— Page extract —
□ □ □ □ □ □ □

How to construct arguments - the getting of Matter
Catherine Dunlop

Students are often told that the cornerstones of Matter are logic and relevance, but are not told how to attract good Matter marks. Good matter relies partly on good organisation (method) and a good knowledge of your topic, but there are other simple tips that will improve your debating and your matter mark.

Make sure you have enough arguments

As a general rule, you should have about three or four arguments for every first or second speech. Arguments are not examples, they are ideas which you can explain and then demonstrate with an example. For each argument you need one or maybe two examples. Without an example of what you are saying your argument is just an assertion.
If you are arguing for school sport, it is not enough to say that school sport is good for you. You need to explain how it improves physical fitness, how it improves self-esteem, how it encourages teamwork and how it establishes healthy living habits.

Don't fall into the trap that I once did when the adjudicator told me "You had one quite good argument but you spent 8 minutes rephrasing it in different ways". Make sure you have enough material and if you don't ask your teammates to help you think of some more material.

Use "real arguments"

□ □ □ □ □ □ □

— Recorded data —
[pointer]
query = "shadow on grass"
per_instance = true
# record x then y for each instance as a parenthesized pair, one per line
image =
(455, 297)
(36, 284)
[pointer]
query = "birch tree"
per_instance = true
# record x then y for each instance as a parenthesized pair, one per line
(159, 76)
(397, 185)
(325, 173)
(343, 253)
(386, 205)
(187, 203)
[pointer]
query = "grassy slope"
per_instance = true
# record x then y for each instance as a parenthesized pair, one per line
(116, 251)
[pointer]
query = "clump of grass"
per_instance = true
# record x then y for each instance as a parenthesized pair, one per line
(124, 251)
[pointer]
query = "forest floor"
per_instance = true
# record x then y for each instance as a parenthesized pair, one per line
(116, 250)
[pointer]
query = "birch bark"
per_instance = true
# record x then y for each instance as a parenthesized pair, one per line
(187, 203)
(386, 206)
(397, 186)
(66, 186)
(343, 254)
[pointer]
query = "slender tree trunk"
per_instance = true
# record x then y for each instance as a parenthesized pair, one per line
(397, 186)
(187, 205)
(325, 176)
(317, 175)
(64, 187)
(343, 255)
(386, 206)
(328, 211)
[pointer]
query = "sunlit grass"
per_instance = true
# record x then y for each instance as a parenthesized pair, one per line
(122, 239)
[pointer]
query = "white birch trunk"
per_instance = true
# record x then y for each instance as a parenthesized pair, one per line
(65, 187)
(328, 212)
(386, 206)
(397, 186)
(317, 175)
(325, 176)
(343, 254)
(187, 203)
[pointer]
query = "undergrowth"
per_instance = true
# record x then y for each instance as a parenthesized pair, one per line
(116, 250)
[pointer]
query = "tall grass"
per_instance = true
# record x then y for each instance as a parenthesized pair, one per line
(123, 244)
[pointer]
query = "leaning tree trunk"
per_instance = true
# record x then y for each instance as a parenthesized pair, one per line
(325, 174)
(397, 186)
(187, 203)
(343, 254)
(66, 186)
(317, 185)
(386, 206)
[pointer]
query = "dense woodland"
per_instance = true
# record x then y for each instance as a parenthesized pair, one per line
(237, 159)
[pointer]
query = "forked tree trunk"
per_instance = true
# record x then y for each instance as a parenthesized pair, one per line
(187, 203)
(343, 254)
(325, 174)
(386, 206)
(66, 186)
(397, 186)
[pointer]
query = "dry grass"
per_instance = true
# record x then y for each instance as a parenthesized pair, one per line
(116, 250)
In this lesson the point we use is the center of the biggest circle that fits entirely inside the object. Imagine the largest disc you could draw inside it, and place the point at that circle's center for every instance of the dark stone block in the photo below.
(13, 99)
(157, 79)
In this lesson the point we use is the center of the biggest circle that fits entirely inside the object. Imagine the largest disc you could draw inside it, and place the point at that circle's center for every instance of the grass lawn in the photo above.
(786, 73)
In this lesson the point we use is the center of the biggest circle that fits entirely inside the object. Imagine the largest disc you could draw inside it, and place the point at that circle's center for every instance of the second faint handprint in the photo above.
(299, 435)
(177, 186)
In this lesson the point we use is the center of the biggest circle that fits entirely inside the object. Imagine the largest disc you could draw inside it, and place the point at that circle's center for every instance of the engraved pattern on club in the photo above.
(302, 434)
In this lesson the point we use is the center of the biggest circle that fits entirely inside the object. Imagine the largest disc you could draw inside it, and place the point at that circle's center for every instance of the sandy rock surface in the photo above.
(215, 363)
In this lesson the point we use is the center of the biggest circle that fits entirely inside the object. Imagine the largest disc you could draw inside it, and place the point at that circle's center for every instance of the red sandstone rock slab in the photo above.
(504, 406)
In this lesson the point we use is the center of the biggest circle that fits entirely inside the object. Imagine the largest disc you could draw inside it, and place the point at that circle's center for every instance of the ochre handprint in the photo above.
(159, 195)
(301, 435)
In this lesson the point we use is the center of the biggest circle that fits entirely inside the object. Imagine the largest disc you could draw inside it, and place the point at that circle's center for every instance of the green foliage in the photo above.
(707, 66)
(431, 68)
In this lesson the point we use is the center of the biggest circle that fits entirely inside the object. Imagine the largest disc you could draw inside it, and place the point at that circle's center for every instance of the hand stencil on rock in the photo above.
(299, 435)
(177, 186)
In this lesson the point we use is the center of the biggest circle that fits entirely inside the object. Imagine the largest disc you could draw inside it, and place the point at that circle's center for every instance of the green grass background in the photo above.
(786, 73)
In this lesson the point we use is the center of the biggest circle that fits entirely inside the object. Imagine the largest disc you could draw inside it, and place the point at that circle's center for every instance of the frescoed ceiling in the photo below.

□ □ □ □ □ □ □

— Problems to work on —
**a)** According to the debating guide, how many arguments should a first or second speech usually have?
**b)** The debating guide says that someone arguing for school sport needs to explain how it helps in several ways. List all of them.
Answer using only the debating guide.

— Exercise responses —
**a)** About three or four.

**b)**
- It improves physical fitness.
- It improves self-esteem.
- It encourages teamwork.
- It establishes healthy living habits.